## Documento
____
Mensagem do Arcebispo de Braga, Dom Jorge Ortiga para a Quaresma 2016
Não
é fácil sintetizar, num contexto multicultural como aquele em que vivemos, o
que caracteriza a vida das pessoas. Creio não fugir à verdade ao afirmar que se
impôs uma sede de autonomia, agravada por mecanismos de arrogância de
personalidade. Negligenciamos, infelizmente, qualquer apelo à interioridade e a
reconhecer, com humildade, a necessidade de mudar de rumo. Na linguagem cristã,
este movimento interior é sinónimo de conversão. Um caminho que visa o reconhecimento
do pecado e o desejo de avançar por caminhos diferentes. Neste percurso não
estamos sós. Ao nosso lado estão amigos, sacerdotes e mestres espirituais com
quem podemos dialogar e pedir orientação.
Gostaria,
por isso, de sugerir uma acção que caracteriza a fisionomia do discípulo
missionário: conversão da vida pessoal e pastoral ou, como diz o
itinerário preparado para a Arquidiocese, ser discípulos missionários em
conversão de coração. Estes arautos da Boa Nova somos todos nós, sacerdotes
e leigos...
Temos
de regressar a Cristo. É Ele quem dá um sentido genuíno e livre à nossa vida.
Liberdade interior é diferente de autonomia. Enquanto a primeira resulta da
entrega a Cristo e ao amor fraterno, a segunda procura o bem próprio. «Só desde
que Te dei a minha alma, Senhor, Ela é verdadeiramente minha», rezamos no
Ofício de Leitura de Sexta-feira.
É
crucial deixar-se seduzir por Cristo, o Deus vivo que incarnou para ficar
connosco nas vinte e quatro horas do nosso dia. E depois, com Ele e como Ele,
calcorrearmos o mundo com olhos de verdadeira fraternidade, isto é, sendo
capazes de escutar os sofrimentos das pessoas. Quantos gritos de dor! O
silêncio dos inocentes deve questionar-nos até ao mais profundo do nosso ser. E
nós, quantas omissões, acções incoerentes e palavras despropositadas que
ofendem! Quanta passividade perante os males! Estaremos áfonos?
A
conversão deve também comprometer-nos com a comunidade cristã. Estou certo que,
com o nosso contributo, ela poderá tornar-se missionária e ganhar coragem para
romper com esquemas de morte.
____
## Dados fornecidos
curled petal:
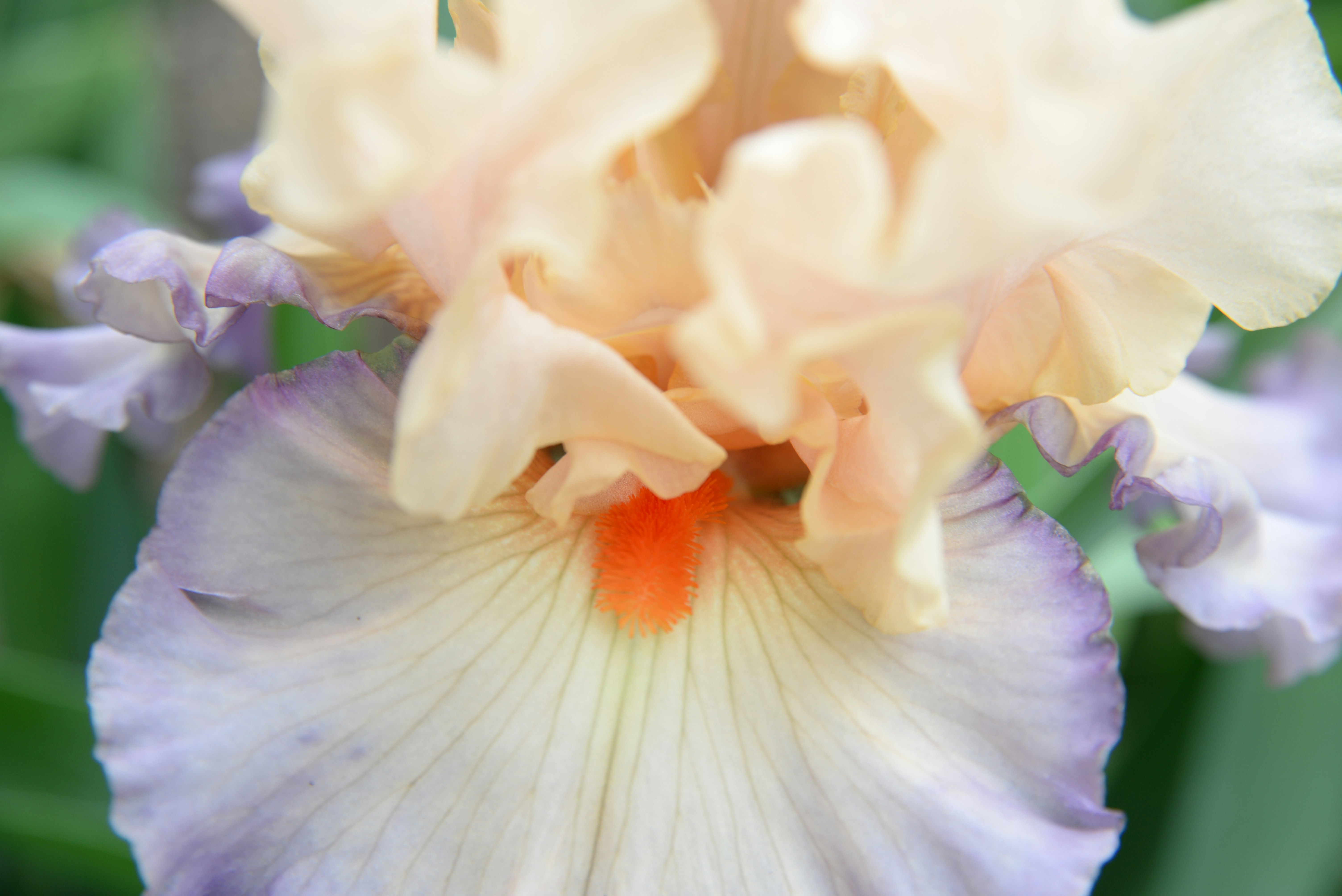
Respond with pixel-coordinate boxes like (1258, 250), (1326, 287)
(526, 439), (712, 526)
(75, 231), (242, 346)
(672, 122), (891, 441)
(0, 323), (209, 488)
(996, 349), (1342, 670)
(90, 354), (1122, 896)
(385, 0), (717, 297)
(525, 174), (707, 335)
(205, 229), (441, 338)
(1114, 0), (1342, 330)
(243, 44), (494, 237)
(392, 294), (726, 519)
(51, 208), (148, 326)
(792, 310), (981, 632)
(965, 240), (1208, 411)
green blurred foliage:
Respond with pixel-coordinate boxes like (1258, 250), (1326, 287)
(0, 0), (1342, 896)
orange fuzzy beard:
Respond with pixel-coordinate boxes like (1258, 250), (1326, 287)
(593, 471), (731, 637)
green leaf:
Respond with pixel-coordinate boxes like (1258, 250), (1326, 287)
(0, 158), (169, 257)
(1145, 661), (1342, 896)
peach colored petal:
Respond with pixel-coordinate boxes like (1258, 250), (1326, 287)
(792, 309), (982, 632)
(526, 439), (714, 526)
(387, 0), (717, 297)
(447, 0), (499, 60)
(525, 174), (707, 334)
(392, 283), (726, 519)
(965, 240), (1208, 411)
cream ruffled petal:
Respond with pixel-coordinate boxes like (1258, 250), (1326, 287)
(392, 292), (726, 519)
(90, 354), (1122, 896)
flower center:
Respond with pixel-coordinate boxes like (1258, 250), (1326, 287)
(593, 471), (731, 637)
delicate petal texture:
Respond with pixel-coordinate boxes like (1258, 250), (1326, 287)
(0, 323), (209, 488)
(794, 0), (1342, 412)
(75, 231), (242, 346)
(51, 208), (148, 325)
(526, 439), (712, 526)
(205, 305), (275, 380)
(90, 355), (1120, 896)
(1000, 342), (1342, 681)
(525, 176), (707, 335)
(1184, 616), (1342, 688)
(674, 122), (891, 441)
(205, 228), (441, 338)
(965, 240), (1208, 411)
(189, 146), (270, 237)
(793, 0), (1158, 290)
(1115, 0), (1342, 330)
(237, 0), (494, 235)
(392, 294), (726, 519)
(792, 310), (981, 633)
(694, 0), (805, 184)
(385, 0), (717, 297)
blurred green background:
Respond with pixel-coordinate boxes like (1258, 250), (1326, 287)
(0, 0), (1342, 896)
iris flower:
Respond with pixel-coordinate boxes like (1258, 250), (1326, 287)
(37, 0), (1342, 896)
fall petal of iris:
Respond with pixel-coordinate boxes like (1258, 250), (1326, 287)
(998, 349), (1342, 669)
(90, 355), (1122, 896)
(75, 231), (242, 346)
(205, 228), (441, 338)
(0, 323), (209, 488)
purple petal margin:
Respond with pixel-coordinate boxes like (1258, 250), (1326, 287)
(205, 236), (428, 339)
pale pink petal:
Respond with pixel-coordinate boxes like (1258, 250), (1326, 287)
(90, 354), (1122, 896)
(385, 0), (717, 297)
(392, 292), (726, 519)
(526, 439), (714, 526)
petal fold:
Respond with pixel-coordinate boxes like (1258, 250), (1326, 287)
(205, 228), (441, 338)
(75, 231), (242, 346)
(90, 354), (1122, 896)
(392, 292), (726, 519)
(0, 323), (209, 489)
(994, 341), (1342, 675)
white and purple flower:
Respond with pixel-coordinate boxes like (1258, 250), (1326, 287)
(0, 0), (1342, 896)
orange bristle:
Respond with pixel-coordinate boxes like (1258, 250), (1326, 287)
(593, 471), (731, 637)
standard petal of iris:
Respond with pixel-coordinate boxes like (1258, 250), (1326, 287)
____
## Tarefa A
Resuma em duas frases a mensagem do Arcebispo de Braga para a Quaresma de 2016.
## Tarefa B
Prossiga a mensagem do Arcebispo de Braga para a Quaresma a partir da última frase apresentada.

## Resposta A
A mensagem observa que se impôs uma sede de autonomia e que se negligencia o apelo à interioridade e à mudança de rumo. Por isso propõe a conversão do coração, própria do discípulo missionário, que passa por regressar a Cristo, escutar com fraternidade os sofrimentos das pessoas e comprometer-se com a comunidade cristã para que ela se torne missionária.

## Resposta B
Já
o Papa Paulo VI dizia que “vivemos a hora de a Igreja aprofundar a consciência
de si mesma, meditar sobre o seu mistério […]. Desta nossa consciência
esclarecida e ativa nasce o desejo espontâneo de comparar a imagem ideal da
Igreja, qual Cristo a viu, quis e amou como sua Esposa santa e imaculada (Ef
5,27), de a comparar, dizemos, com o rosto que ela apresenta hoje. (…) Daqui
vem à Igreja a necessidade nobre e quase impaciente de se renovar, isto é,
emendar os defeitos, que aquela reflexão, como exame interior feito diante do
modelo, que nos deixou Cristo de si mesmo, descobre e repele” (Ecclesiam
Suam, 3-4). O Papa Francisco, consciente desta necessidade, pede a todas as
comunidades que se esforcem por usar os meios necessários para avançarem no
caminho de uma conversão pastoral e missionária que não “pode deixar as coisas
como estão.” (Evangelii Gaudium, 25).
Peço
a todas as comunidades que acolham a Caminhada Quaresmal preparada pela
Comissão Arquidiocesana para a Pastoral Litúrgica e Sacramentos. “Dai-nos um
coração puro” repleto da Misericórdia de Deus, aberto à conversão e
comprometido com a Igreja e com o bem da sociedade.
Onde
nos conduzirá este processo de conversão pessoal e pastoral? A Quaresma é tempo
propício para reflectir e ouvir o Espírito Santo. Só assim a comunidade cristã
será capaz de resplandecer a verdadeira fisionomia do discípulo e de projectar
o seu futuro. Não foram as amarras ao passado, a tibieza das adaptações ou a
preguiça espiritual e pastoral que fizeram os grandes santos. Deixemos, por
isso, que a Misericórdia divina entre em nós e que seja ela a conduzir as
nossas vidas.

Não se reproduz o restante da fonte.